**TRECHO SELECIONADO**:
--*--

Para Lacan, somos responsáveis pelos nossos desejos, mesmo aqueles que inconscientes e que reprimimos, os quais nós tentamos desviar e ignorar. Por mais que utilizemos diversas estratégias de racionalização, desculpas, recalques, autossabotagem para lutar contra, ele está sempre ali, latente e pulsante. Por mais que tentemos guardá-lo no lugar mais obscuro do nosso ser, sem admitir que ele faz, também, parte de nós, ele continua se fazendo presente.
Desde a invenção da psicanálise, Freud nos colocou diante da chamada metáfora do “iceberg”, sendo a ponta da pedra de gelo o nosso consciente e toda a parte submersa o nosso inconsciente. Não é possível separar o inconsciente de nós, talvez ele seja mesmo a nossa própria essência. E dito isso, Freud considera que qualquer ética que não inclua a dimensão do desejo que habita no inconsciente é, no mínimo, extrínseca. O desejo, mesmo que inconsciente, faz parte de nós e somos responsáveis por ele.
O desejo não é egoico, uma parte dele é escondida, ele se apresenta como enigmático. E é por isso que, a partir do pensamento de Freud, devemos decifrar essa parte que não nos apresenta com clareza. Devemos, ao menos, nos interrogar sobre o nosso desejo e responder-nos a pergunta “Agimos conforme o desejo que nos habita?”. A clínica vem justamente para ajudar a decifrar a parte desse desejo que está oculta e, mais do que isso, a análise vem para contribuir com que o sujeito tenha a coragem de se deparar com o seu próprio desejo, de sustentá-lo e, até, de mudá-lo.

--*--

**TAREFAS**:
(A) Responda com base no texto sobre o desejo em Lacan e Freud:
(i) Segundo Lacan, pelo que somos responsáveis?
(ii) Na metáfora do iceberg, o que a parte submersa representa?
(iii) A clínica vem ajudar a decifrar qual parte do desejo?
(B) Transcreva do texto sobre o desejo a passagem que começa em "Desde a invenção" e vai até "responsáveis por ele.", incluindo essas últimas palavras.
(C) Escreva a continuação do texto sobre o desejo em Lacan e Freud, a partir do ponto em que ele termina.

**INFORMAÇÕES**:

--*--

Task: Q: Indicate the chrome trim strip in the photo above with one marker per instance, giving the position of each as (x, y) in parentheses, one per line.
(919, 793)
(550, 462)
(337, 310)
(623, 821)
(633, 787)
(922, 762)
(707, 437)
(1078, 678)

--*--

**RESPOSTAS POR TAREFA**:
(A)
(i) Pelos nossos desejos, mesmo aqueles inconscientes e que reprimimos.
(ii) O nosso inconsciente.
(iii) A parte desse desejo que está oculta.

(B)
Desde a invenção da psicanálise, Freud nos colocou diante da chamada metáfora do “iceberg”, sendo a ponta da pedra de gelo o nosso consciente e toda a parte submersa o nosso inconsciente. Não é possível separar o inconsciente de nós, talvez ele seja mesmo a nossa própria essência. E dito isso, Freud considera que qualquer ética que não inclua a dimensão do desejo que habita no inconsciente é, no mínimo, extrínseca. O desejo, mesmo que inconsciente, faz parte de nós e somos responsáveis por ele.

(C)
Já parou pra pensar o quanto gastamos de energia, tempo e muita libido para obedecer a um jogo do mundo que nos impõe que tenhamos desejos dos quais não necessariamente são os nossos? Para Erich Fromm, psicanalista, filósofo e sociólogo alemão, “a ideologia social vai se tornando cristalizada e naturalizada, se tornando uma espécie de sistema de gratificações, onde os membros não se dispõem a questionar os comportamentos impostos, pois supõem que estão seguindo seus próprios prazeres, em última estância, agindo livremente”. Explico. Vivemos num mundo rodeado de publicidade sobre um ideal de vida feliz e plena voltado, sobretudo, para o consumo de mercadorias e/ou status social. O sentido vendido está muito mais no “ter”, do que no “ser”. Para a psicanálise freudiana, mais que uma necessidade de se ter algo, o sujeito vê o objeto enquanto um meio para a satisfação dos seus desejos de atração, de identidade, de sensualidade, de ascensão social, etc.
Já parou pra pensar o quanto nos tonamos alienados aos nossos próprios desejos que jogamos pra debaixo do tapete sem querer questioná-los de onde vem e por quê? E, já parou pra pensar, o quanto deixamos de viver e de agir conforme o desejo que pulsa em nós? Freud relacionou o funcionamento do corpo ao mecanicismo do prazer. Desejar é se encontrar como ser humano. E, portanto, o homem vive em busca do prazer, consciente ou inconsciente.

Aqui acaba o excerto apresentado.